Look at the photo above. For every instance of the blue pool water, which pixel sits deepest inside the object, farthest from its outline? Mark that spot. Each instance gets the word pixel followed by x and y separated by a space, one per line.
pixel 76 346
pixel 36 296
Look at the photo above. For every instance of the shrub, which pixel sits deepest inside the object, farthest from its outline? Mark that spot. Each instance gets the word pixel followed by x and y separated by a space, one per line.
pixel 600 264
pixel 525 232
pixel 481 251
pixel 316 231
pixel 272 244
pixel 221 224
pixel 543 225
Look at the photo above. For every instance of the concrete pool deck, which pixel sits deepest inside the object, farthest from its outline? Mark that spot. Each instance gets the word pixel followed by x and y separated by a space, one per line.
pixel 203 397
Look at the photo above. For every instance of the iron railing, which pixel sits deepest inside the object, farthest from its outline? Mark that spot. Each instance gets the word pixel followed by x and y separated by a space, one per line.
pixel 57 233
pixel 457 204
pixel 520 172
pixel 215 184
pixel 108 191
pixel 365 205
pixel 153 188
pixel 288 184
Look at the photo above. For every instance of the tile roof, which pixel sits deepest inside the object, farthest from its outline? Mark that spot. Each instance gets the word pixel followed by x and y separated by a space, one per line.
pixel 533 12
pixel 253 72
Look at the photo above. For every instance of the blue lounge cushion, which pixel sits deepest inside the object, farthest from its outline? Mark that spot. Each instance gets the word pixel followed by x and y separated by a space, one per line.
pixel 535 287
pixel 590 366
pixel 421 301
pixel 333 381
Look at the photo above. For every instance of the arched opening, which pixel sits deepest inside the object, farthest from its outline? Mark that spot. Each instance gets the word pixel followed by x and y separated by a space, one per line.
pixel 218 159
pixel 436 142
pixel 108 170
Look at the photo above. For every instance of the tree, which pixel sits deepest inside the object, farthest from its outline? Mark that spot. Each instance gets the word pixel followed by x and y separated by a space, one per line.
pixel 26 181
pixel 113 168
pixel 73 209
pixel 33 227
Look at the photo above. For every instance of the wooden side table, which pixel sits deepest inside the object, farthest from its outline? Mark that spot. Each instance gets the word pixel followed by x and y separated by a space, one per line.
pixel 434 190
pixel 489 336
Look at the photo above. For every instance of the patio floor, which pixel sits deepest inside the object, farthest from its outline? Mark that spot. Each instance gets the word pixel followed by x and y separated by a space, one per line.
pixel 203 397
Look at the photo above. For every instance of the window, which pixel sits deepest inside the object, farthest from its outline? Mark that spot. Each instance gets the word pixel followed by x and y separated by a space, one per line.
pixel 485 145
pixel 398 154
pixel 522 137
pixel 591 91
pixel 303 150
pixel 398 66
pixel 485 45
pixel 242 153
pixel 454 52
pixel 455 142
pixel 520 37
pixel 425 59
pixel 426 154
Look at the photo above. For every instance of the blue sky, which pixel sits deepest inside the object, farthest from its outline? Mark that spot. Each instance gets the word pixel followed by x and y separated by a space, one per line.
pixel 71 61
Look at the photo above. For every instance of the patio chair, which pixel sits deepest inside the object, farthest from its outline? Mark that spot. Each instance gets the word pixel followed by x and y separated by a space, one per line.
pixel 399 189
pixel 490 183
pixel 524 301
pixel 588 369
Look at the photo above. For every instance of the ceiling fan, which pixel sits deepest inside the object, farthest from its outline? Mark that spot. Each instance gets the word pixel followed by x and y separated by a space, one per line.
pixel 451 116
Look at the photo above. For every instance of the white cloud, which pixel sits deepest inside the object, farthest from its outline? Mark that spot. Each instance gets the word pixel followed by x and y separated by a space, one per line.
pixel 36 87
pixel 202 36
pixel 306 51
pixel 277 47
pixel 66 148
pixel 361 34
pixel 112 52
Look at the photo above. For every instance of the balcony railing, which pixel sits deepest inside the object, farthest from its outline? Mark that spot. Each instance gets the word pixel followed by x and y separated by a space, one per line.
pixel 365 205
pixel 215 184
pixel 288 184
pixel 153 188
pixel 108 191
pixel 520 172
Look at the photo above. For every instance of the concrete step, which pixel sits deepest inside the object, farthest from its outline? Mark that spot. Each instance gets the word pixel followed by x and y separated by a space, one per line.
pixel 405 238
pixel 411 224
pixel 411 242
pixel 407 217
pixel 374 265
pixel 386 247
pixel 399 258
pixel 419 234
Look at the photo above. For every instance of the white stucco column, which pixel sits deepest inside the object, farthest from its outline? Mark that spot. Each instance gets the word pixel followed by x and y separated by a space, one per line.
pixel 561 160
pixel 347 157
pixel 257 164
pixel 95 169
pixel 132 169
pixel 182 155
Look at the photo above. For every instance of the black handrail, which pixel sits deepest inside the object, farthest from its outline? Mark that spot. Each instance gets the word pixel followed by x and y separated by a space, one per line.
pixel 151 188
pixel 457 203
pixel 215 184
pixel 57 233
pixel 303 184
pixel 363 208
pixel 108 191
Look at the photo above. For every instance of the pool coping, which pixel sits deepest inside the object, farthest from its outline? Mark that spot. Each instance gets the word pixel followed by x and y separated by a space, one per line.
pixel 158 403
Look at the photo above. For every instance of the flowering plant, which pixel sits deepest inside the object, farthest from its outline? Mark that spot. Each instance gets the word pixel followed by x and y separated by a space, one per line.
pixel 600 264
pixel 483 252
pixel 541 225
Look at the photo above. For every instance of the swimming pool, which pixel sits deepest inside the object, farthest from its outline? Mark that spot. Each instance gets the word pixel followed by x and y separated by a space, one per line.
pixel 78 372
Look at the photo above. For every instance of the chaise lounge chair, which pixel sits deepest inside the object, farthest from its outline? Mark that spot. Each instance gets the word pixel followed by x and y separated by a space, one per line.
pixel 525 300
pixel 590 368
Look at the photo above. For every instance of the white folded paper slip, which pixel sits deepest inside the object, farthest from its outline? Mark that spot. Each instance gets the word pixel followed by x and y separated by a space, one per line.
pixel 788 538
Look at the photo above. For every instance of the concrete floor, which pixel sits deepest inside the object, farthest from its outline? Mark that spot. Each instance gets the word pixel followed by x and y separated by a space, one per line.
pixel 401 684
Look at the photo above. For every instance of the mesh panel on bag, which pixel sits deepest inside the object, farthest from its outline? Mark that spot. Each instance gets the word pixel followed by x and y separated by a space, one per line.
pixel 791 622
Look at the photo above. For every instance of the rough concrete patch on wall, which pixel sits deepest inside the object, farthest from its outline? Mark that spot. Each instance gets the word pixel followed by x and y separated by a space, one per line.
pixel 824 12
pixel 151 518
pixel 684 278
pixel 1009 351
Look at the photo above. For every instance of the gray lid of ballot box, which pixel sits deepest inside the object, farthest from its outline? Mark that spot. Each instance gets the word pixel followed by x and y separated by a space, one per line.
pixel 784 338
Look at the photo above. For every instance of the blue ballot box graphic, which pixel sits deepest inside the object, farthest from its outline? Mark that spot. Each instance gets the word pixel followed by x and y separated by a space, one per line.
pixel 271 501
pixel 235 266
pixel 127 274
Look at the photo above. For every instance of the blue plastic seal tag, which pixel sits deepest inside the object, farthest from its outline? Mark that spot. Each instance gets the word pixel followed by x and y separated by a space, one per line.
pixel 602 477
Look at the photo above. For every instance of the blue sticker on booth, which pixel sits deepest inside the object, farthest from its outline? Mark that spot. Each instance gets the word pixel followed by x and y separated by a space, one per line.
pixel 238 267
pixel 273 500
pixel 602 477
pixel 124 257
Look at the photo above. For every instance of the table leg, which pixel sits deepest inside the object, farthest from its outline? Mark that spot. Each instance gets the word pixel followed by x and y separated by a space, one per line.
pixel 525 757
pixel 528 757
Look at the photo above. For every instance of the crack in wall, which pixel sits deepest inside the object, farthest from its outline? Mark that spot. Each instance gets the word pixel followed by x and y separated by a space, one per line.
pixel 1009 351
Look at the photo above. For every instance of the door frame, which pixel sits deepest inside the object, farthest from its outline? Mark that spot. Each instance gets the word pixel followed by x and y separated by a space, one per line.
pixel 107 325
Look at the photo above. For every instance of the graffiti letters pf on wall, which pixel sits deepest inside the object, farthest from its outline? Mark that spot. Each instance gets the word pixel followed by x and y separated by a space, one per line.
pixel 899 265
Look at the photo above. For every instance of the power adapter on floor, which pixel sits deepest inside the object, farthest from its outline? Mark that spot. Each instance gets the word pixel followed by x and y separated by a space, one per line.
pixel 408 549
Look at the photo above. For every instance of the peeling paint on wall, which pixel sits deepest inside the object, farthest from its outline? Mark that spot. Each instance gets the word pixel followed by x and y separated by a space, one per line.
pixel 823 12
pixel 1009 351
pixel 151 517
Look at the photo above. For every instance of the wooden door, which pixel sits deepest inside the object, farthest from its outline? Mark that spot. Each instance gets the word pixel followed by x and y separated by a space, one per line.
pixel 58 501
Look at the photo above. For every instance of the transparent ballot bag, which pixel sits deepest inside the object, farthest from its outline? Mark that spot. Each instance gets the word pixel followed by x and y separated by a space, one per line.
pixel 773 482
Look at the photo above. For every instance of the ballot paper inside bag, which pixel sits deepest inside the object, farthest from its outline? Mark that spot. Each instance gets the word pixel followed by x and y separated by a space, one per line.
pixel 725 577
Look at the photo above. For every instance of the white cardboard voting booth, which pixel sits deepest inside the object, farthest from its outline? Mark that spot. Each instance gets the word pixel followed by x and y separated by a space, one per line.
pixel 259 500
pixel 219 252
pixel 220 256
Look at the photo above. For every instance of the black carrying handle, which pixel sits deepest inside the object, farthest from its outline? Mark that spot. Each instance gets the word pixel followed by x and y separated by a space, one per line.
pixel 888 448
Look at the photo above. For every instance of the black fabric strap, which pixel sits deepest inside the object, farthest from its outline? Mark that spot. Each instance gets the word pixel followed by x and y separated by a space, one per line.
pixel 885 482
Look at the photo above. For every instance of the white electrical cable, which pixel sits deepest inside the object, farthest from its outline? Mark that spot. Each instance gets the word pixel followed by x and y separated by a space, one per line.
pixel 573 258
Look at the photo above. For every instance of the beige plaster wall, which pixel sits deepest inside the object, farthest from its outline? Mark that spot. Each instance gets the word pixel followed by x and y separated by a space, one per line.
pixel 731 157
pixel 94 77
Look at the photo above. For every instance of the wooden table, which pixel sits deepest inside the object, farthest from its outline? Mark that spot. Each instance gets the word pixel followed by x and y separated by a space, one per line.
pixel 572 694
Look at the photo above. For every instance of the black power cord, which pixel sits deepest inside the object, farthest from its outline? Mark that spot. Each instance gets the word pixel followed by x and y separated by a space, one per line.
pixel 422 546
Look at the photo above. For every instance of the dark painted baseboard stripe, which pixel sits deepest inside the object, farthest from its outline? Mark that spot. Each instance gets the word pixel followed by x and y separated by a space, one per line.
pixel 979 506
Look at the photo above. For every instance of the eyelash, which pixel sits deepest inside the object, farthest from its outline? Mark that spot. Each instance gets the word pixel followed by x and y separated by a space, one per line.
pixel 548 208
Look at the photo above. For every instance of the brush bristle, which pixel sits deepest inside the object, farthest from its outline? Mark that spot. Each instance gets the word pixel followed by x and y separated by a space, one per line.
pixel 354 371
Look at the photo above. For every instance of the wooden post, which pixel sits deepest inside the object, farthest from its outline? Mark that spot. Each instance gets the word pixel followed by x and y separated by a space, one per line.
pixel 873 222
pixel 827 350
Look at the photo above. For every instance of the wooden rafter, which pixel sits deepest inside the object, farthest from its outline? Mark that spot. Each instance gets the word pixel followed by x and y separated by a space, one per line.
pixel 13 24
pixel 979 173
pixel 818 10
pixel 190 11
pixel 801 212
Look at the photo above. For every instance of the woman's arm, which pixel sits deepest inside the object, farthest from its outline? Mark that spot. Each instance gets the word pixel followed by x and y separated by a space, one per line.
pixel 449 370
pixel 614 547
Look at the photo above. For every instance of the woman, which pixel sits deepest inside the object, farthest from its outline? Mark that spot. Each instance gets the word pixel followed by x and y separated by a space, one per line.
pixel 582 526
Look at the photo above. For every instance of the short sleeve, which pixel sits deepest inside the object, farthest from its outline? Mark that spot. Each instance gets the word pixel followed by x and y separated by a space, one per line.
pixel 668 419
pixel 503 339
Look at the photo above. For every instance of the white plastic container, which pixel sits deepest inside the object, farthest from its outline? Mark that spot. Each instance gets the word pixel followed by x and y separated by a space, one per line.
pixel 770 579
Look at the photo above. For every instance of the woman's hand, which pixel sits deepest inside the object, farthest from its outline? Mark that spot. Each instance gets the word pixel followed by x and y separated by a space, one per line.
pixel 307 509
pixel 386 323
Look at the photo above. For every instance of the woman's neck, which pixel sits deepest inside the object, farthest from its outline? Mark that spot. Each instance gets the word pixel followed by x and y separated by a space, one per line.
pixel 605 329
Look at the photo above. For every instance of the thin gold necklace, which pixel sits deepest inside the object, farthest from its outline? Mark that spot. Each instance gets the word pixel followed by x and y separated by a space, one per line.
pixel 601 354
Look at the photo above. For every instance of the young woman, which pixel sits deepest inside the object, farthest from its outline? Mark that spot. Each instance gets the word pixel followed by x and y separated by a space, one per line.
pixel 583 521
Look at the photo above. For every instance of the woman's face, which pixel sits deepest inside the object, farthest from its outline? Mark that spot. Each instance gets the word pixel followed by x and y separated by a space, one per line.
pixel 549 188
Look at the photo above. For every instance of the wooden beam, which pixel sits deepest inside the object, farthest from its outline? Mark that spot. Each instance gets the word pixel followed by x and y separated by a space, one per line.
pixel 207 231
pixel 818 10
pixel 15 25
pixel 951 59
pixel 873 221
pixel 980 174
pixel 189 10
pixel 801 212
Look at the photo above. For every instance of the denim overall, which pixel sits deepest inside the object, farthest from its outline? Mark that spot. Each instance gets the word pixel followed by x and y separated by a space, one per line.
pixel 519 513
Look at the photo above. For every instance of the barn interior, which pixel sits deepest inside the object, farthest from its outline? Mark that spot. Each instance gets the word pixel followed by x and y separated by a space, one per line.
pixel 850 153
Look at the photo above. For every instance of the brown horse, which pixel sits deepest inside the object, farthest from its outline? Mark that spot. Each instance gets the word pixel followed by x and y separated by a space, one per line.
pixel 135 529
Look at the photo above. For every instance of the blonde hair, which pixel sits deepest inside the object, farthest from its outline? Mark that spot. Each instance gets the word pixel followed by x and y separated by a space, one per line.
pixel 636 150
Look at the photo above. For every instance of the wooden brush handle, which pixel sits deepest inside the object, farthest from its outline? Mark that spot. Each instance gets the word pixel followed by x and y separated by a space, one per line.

→ **Required action**
Your task is to reproduce exactly the lines that begin at the line containing "Look at the photo above. For every instance of the barn" and end at the final line of the data above.

→ **Exercise output**
Look at the photo above. For every instance of the barn interior, which pixel sits deepest inside the object, farthest from its outline? Mark that spot. Each instance gets the word pixel followed by x and y separated by a space, one per line.
pixel 850 153
Look at the photo above. For every instance of the brown horse, which pixel sits deepest inside the object, farthest from its outline? Mark that spot. Each instance gets the word pixel followed by x and y separated by a space, one per line.
pixel 135 529
Look at the photo above. For every instance of the blonde hair, which pixel sits deepest inside the object, farthest from its outline? Mark that spot. Each instance gets the word pixel followed by x and y separated by a space, one per line.
pixel 636 150
Look at the photo above. For every instance of the wooden brush handle, which pixel sits deepest inside the object, farthest from its outline? Mark that spot. Each instance gets the word pixel followed by x and y separated by a space, one per line.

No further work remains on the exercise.